(Work required) Copy out the Primeval exhibition announcement word for word, from start to end.

(Extract to read)

California

Carmichael Gallery Presents: “Primeval” A Group Exhibition. (Culver City, LA)

Primeval

 

Primeval

Emol, Stinkfish, Zio Ziegler

Opening reception

Saturday, August 11, 6-9pm

Carmichael Gallery
5797 Washington Blvd
Culver City, CA 90232

Please RSVP to rsvp at carmichaelgallery dot com

Exhibition open to the public August 11 – September 1, 2012

Carmichael Gallery is pleased to present Primeval, a group exhibition featuring works by Emol, Stinkfish and Zio Ziegler. The exhibition will be on view from August 11 to September 1, 2012. Zio Ziegler will be in attendance at the opening reception on Saturday, August 11 from 6-9pm.

Cities and their streets put the three artists in daily contact with the urban elements that in turn influence their work. Be it architecture and propaganda for Emol, the texture of old walls for Stinkfish, or the color of pavement after a rainy afternoon for Zio, inspiration for these artists is inextricably drawn from the outdoor environments they encounter in their respective cities. Their individual mastery of line, sources of form, and choice of color share a compassion for and understanding of history and humanity. Such honest and considered motives translate into works that are powerfully evocative and, though indigenous, universally approachable.

Emol finds the connection between art, artist and city crucial to his practice. He believes that to paint outside is the best way to grasp what is happening at the moment and to know how one’s art affects communities. Emol considers his work an embodiment of antenna to roots, capturing that which is current, but with a strong link to the past and ancestry. He achieves this largely through his color choices, which symbolize Brazil’s wealth of distinct cultures. Through traveling the various regions of his home country and closely observing their different traditions, Emol combines the tropical colors he encounters, each offering a different vibration, with lines and forms to infuse sensorial joy into urban landscapes.

(Recorded data)
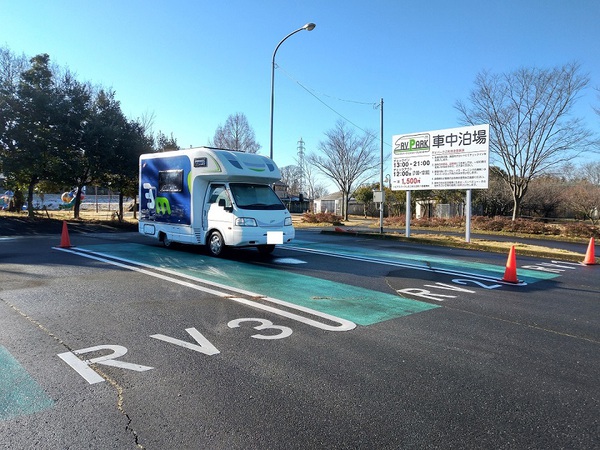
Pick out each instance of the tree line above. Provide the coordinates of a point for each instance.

(Task result)
California

Carmichael Gallery Presents: “Primeval” A Group Exhibition. (Culver City, LA)

Primeval

 

Primeval

Emol, Stinkfish, Zio Ziegler

Opening reception

Saturday, August 11, 6-9pm

Carmichael Gallery
5797 Washington Blvd
Culver City, CA 90232

Please RSVP to rsvp at carmichaelgallery dot com

Exhibition open to the public August 11 – September 1, 2012

Carmichael Gallery is pleased to present Primeval, a group exhibition featuring works by Emol, Stinkfish and Zio Ziegler. The exhibition will be on view from August 11 to September 1, 2012. Zio Ziegler will be in attendance at the opening reception on Saturday, August 11 from 6-9pm.

Cities and their streets put the three artists in daily contact with the urban elements that in turn influence their work. Be it architecture and propaganda for Emol, the texture of old walls for Stinkfish, or the color of pavement after a rainy afternoon for Zio, inspiration for these artists is inextricably drawn from the outdoor environments they encounter in their respective cities. Their individual mastery of line, sources of form, and choice of color share a compassion for and understanding of history and humanity. Such honest and considered motives translate into works that are powerfully evocative and, though indigenous, universally approachable.

Emol finds the connection between art, artist and city crucial to his practice. He believes that to paint outside is the best way to grasp what is happening at the moment and to know how one’s art affects communities. Emol considers his work an embodiment of antenna to roots, capturing that which is current, but with a strong link to the past and ancestry. He achieves this largely through his color choices, which symbolize Brazil’s wealth of distinct cultures. Through traveling the various regions of his home country and closely observing their different traditions, Emol combines the tropical colors he encounters, each offering a different vibration, with lines and forms to infuse sensorial joy into urban landscapes.